▶ **Input**
━━━━━━━━━━

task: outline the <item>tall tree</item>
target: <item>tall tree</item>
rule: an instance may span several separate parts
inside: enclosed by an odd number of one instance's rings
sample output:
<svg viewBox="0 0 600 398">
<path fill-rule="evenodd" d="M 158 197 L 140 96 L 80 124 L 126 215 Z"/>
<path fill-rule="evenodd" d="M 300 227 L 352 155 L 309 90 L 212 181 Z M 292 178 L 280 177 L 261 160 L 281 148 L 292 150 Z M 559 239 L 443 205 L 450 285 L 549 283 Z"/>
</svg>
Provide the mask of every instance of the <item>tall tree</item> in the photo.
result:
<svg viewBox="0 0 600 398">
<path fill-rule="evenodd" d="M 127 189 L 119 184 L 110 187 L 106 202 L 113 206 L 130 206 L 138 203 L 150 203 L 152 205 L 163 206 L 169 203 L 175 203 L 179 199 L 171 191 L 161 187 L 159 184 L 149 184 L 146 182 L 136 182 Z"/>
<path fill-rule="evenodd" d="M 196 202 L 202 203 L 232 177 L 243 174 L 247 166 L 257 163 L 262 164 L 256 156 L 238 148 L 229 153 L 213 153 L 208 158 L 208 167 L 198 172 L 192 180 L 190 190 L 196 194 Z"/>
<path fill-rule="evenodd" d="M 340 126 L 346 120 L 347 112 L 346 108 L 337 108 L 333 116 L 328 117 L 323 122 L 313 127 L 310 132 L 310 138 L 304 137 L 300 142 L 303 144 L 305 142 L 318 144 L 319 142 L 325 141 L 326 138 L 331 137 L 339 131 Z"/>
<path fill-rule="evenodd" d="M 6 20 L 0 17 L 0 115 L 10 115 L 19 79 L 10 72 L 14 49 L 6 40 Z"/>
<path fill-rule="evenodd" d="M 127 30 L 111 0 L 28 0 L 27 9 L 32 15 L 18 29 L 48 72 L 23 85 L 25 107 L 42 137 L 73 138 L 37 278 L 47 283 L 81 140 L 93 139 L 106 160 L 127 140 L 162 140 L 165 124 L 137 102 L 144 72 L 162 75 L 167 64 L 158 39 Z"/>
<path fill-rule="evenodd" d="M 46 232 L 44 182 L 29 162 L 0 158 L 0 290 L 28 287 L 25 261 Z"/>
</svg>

━━━━━━━━━━

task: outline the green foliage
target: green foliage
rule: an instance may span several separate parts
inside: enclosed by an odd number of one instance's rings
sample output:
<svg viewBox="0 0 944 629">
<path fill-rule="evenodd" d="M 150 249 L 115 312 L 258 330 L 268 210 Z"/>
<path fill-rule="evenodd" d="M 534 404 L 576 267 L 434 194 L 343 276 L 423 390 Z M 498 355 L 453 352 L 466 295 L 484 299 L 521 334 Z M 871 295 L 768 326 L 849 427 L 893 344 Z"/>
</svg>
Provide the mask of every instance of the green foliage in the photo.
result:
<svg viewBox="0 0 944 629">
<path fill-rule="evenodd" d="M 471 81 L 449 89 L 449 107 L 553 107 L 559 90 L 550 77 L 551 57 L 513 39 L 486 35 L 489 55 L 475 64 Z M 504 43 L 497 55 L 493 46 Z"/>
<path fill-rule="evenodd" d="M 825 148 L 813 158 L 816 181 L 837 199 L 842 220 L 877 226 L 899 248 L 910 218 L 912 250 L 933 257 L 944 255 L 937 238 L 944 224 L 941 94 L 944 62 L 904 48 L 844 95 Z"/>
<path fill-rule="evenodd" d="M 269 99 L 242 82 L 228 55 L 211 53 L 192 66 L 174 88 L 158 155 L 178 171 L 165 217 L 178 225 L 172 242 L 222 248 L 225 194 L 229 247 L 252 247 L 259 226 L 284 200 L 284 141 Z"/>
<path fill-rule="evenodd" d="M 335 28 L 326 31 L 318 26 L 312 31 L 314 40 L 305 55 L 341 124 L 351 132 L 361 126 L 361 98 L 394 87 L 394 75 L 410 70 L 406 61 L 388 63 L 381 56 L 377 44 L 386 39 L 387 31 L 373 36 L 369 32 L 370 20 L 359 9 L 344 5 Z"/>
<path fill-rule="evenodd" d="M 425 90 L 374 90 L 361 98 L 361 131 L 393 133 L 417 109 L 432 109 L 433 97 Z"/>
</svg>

━━━━━━━━━━

▶ **What is required**
Above are the records. Identify each line that contains the word "foliage".

▶ **Your solution**
task: outline the green foliage
target: green foliage
Provide the mask of every instance of the green foliage in the photo.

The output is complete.